Reproduce the following material verbatim in its entirety, omitting the pictures from your reproduction.

━━ RAW RECORDS

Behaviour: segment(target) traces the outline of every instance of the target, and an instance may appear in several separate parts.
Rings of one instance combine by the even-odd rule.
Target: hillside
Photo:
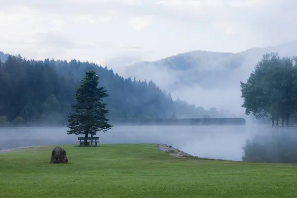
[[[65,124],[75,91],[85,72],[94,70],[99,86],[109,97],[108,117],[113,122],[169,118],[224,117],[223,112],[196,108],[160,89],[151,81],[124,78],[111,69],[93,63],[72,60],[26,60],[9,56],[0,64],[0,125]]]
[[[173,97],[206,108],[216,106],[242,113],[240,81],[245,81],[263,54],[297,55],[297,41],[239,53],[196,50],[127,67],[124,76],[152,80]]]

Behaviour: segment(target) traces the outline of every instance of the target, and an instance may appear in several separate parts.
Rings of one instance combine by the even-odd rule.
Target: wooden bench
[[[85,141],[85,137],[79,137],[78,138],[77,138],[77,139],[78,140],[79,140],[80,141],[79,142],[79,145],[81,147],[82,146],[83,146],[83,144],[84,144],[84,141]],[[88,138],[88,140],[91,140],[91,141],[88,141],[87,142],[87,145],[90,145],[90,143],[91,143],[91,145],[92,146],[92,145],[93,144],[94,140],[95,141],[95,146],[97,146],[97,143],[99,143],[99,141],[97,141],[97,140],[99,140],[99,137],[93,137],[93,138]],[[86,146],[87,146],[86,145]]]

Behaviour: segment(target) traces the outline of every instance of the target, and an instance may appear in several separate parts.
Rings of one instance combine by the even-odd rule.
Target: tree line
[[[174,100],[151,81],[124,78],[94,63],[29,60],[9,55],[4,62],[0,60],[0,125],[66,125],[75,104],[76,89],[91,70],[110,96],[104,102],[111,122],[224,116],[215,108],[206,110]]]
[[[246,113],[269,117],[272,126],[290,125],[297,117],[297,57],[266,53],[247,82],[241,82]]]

━━━━

◆ COMPLETED TASK ◆
Behaviour: segment(target) traces the outline of every instance of the target, and an instance may appear in several separate parts.
Rings of one instance combine by the even-odd rule.
Target: hillside
Photo:
[[[65,124],[75,91],[85,72],[94,70],[99,86],[109,97],[108,117],[113,122],[169,118],[224,117],[223,112],[196,108],[160,89],[151,81],[124,78],[111,69],[93,63],[72,60],[26,60],[9,56],[0,64],[0,125]]]
[[[173,97],[206,108],[216,106],[242,113],[240,81],[245,81],[263,54],[297,55],[297,41],[239,53],[196,50],[127,67],[124,76],[152,80]]]

Behaviour: segment(target) traces the outline of every instance of the target, and an instance may appear in several separate parts.
Rings of one instance combine by the even-odd rule.
Target: wooden bench
[[[85,141],[85,137],[79,137],[78,138],[77,138],[77,139],[78,140],[79,140],[80,141],[79,142],[79,145],[81,147],[82,146],[83,146],[83,144],[84,144],[84,141]],[[88,138],[88,140],[91,140],[91,141],[88,141],[87,142],[87,145],[90,145],[90,143],[91,143],[91,145],[92,146],[92,145],[93,144],[94,140],[95,141],[95,146],[97,146],[97,143],[99,143],[99,141],[97,141],[97,140],[99,140],[99,137],[93,137],[93,138]],[[86,146],[87,146],[86,145]]]

Behaviour: segment(target) traces the outline of every instance of the target, and an instance may appear in several separate parts.
Rings of one instance combine by the even-odd rule.
Target: tree line
[[[174,100],[151,81],[124,78],[94,63],[29,60],[9,55],[4,62],[0,60],[0,125],[66,125],[75,104],[76,89],[91,70],[110,96],[104,102],[111,122],[224,116],[215,108],[206,110]]]
[[[246,113],[269,117],[272,126],[290,125],[297,117],[297,57],[266,53],[247,82],[241,82]]]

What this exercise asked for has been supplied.